◆ Sayfa alıntısı:
==============================
Okuyanı derinden sarsan bir hikâye; Eşiktekiler

Gönül Çatalcalı, Eşiktekiler kitabında ne kadar, “Döneme yasladım ben romanı” dese de dönem tarihsel olarak o kadar iyi incelenmiş ve ince ince, oya gibi o kadar iyi dokunmuş ki, dönem tarihi de belleklerinizde tazeleniyor.

Eşiktekiler; son zamanlarda okumaya alıştığımız kısa tür romanların (novella) ya da 200-250 sayfayı geçmeyen romanların yanında, 370 sayfalık kalın görüntüsüyle insanı önce biraz ürkütüyor fakat ustaca kurulmuş cümlelerden oluşan ilk sayfayı okumaya başladığınız andan itibaren, su gibi akıp giden çarpıcı bir öykünün sarsıcı atmosferiyle sarılıp sarmalanıyorsunuz.

İlk bölümden başlayarak okuyucunun zihninde bir dönem romanı olarak şekillenen kitap, yazarının; “Ben dönem romanı yazmadım, romanımı bir döneme yasladım.” demesine karşın, Türkiye’de kırılma noktası olan 1946 yılında başlayan büyük değişimi kasaba özelinde okura sunuyor. Ana karakterlerden biri olan Nusret ve yerleştiği kasabanın asıl sorunu dönemle ve dönemin yarattığı sosyolojik yapıyla ilişkili.
==============================
◆ Sağlanan veriler:
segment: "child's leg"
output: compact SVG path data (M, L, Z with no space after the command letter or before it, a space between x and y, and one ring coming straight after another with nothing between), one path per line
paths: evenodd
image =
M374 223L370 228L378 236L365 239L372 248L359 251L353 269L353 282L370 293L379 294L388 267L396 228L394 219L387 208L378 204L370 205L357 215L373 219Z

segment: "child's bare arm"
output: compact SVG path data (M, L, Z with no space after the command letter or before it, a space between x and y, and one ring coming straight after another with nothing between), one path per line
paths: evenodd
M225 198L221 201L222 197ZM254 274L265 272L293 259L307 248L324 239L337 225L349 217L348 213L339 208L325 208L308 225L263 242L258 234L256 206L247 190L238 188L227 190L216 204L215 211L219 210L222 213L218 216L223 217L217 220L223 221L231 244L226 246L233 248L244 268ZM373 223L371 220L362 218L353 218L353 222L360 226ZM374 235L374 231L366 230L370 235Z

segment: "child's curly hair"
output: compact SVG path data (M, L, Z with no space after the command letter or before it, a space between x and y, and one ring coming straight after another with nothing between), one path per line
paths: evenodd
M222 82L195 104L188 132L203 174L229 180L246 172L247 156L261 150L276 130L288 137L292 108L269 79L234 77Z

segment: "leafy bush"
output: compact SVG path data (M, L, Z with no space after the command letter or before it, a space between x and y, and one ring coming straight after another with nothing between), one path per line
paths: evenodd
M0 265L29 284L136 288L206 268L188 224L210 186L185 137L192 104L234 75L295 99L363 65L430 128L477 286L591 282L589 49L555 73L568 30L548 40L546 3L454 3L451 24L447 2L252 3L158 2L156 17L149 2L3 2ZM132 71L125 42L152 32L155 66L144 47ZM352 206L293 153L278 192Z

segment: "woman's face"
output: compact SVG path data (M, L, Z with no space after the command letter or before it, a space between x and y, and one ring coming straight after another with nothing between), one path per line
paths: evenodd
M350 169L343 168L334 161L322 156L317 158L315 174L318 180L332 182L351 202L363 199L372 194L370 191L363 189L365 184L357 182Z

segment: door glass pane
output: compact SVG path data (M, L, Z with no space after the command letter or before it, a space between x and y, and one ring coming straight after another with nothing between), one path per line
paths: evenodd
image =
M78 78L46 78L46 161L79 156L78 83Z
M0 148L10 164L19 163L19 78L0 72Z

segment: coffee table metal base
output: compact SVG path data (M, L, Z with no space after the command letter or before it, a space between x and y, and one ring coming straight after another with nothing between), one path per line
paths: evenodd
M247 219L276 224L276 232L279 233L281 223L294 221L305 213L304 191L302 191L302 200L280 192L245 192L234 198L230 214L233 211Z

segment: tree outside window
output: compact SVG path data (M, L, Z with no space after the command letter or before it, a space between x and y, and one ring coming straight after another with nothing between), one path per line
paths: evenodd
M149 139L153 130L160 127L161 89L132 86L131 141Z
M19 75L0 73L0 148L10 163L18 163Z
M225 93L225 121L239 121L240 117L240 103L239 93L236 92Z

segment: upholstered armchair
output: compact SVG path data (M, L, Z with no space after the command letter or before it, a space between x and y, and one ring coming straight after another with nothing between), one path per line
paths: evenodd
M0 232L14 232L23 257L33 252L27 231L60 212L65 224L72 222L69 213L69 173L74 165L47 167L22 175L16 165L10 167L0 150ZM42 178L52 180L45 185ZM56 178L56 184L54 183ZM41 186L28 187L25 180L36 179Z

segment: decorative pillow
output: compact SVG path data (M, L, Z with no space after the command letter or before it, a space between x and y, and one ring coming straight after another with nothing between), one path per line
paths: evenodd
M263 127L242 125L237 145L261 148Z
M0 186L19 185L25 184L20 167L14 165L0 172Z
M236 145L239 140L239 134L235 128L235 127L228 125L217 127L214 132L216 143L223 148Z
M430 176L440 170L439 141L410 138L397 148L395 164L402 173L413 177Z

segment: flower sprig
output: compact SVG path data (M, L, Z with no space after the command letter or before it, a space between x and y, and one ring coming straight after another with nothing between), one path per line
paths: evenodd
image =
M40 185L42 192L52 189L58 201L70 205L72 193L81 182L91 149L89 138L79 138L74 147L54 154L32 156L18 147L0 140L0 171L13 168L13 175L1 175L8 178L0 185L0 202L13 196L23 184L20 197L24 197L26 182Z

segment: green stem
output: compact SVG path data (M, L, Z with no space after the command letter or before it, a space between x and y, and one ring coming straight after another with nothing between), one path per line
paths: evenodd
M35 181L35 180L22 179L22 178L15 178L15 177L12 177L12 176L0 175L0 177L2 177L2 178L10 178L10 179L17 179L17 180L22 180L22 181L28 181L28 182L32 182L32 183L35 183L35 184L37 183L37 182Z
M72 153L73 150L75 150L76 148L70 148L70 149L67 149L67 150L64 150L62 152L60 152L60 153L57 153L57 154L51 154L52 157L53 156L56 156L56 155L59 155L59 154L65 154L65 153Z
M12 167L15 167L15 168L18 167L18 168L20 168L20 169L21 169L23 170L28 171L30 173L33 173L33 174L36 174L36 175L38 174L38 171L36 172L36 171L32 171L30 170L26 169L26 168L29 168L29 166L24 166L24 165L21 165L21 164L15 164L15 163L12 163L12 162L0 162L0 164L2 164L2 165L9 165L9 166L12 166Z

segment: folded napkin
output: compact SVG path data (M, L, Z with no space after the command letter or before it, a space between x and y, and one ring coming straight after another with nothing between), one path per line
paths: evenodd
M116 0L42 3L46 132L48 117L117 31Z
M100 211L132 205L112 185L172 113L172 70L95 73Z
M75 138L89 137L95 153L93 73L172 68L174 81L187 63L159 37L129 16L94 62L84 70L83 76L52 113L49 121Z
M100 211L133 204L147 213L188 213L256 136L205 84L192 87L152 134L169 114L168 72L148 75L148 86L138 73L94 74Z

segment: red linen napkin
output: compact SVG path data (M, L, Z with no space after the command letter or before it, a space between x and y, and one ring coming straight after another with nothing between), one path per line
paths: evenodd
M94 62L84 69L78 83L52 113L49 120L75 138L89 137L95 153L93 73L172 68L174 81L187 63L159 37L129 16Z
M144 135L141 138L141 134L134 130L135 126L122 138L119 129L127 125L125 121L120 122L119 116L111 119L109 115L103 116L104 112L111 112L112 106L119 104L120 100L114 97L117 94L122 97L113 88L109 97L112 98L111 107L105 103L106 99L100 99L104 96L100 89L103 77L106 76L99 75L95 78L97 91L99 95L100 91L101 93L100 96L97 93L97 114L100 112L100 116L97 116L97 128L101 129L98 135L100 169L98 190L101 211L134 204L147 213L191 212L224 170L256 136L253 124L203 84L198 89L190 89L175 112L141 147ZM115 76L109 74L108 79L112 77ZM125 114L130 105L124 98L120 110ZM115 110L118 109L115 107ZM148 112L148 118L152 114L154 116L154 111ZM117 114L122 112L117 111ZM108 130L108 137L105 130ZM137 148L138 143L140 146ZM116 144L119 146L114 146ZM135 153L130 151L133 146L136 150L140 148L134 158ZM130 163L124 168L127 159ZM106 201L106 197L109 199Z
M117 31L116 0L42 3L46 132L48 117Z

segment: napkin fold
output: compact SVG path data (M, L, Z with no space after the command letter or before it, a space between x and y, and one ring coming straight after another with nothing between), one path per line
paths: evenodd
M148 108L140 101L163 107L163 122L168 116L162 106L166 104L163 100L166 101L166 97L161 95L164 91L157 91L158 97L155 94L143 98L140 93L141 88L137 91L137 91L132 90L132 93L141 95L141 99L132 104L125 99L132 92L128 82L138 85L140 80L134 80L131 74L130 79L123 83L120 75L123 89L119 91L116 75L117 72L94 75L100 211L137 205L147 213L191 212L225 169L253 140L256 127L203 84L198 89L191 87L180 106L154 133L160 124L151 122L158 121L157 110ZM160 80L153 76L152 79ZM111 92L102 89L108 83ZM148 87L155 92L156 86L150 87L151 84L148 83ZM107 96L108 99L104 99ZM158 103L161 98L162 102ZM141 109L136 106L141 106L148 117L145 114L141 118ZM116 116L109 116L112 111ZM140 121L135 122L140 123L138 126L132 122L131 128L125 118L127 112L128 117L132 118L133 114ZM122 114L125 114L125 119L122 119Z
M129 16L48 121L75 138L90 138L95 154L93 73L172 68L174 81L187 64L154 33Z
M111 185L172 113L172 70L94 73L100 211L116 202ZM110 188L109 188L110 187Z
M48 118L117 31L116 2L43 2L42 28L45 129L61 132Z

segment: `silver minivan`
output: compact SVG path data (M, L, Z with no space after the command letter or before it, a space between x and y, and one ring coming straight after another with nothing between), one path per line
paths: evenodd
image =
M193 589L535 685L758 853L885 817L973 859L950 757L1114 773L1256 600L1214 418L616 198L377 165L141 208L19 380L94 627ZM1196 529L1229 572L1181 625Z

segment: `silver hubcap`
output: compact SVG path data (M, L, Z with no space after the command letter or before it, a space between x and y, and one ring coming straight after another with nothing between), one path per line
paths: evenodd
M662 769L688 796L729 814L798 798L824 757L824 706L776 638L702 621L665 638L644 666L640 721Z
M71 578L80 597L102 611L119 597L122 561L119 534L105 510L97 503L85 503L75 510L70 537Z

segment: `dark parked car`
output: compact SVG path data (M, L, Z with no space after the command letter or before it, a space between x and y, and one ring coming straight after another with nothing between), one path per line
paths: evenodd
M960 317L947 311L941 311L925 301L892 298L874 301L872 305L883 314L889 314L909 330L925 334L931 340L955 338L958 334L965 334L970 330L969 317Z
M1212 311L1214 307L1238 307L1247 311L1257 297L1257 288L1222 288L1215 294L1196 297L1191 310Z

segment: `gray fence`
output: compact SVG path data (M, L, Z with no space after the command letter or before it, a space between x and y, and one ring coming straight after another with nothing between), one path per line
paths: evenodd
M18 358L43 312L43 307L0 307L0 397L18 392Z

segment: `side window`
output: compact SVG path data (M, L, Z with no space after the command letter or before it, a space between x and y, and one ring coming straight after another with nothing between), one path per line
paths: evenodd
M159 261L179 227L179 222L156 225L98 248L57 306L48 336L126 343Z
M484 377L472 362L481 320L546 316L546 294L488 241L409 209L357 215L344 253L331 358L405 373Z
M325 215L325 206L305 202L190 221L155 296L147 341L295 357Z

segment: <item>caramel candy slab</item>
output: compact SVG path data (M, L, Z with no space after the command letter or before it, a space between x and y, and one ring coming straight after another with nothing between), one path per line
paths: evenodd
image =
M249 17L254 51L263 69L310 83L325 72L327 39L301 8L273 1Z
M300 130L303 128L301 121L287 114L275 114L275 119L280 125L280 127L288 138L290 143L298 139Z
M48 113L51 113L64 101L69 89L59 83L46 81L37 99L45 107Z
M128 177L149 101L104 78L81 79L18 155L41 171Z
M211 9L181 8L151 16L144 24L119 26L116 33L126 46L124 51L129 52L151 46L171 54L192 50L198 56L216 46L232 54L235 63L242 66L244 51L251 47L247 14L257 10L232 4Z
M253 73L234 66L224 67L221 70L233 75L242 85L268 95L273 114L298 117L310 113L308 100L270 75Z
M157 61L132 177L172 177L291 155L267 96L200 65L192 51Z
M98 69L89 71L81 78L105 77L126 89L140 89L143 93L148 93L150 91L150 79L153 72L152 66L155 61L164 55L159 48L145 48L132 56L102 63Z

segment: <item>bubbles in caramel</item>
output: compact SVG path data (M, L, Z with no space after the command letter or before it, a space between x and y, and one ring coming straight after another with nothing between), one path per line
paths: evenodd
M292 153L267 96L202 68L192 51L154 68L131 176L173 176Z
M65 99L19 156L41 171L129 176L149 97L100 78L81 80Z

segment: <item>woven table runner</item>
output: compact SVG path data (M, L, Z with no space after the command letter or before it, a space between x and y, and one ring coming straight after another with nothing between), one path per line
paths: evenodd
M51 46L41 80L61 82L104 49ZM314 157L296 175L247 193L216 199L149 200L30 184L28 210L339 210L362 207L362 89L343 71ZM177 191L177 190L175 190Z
==============================
◆ Verilen görev:
Sayfa alıntısına göre Eşiktekiler kaç sayfalık bir roman?

◆ Doğru çıktı:
370 sayfalık.